LISTED ENTRIES START

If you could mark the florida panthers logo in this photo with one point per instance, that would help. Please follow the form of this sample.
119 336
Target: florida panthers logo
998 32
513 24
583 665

LISTED ENTRIES END

ACTIVITY
Copy out every line of the data above, exactly as given.

TASK RESULT
If you could mark the florida panthers logo in this photo with one point per instance, that would help. Please follow the form of this sample.
119 336
Target: florida panthers logo
998 32
513 24
583 665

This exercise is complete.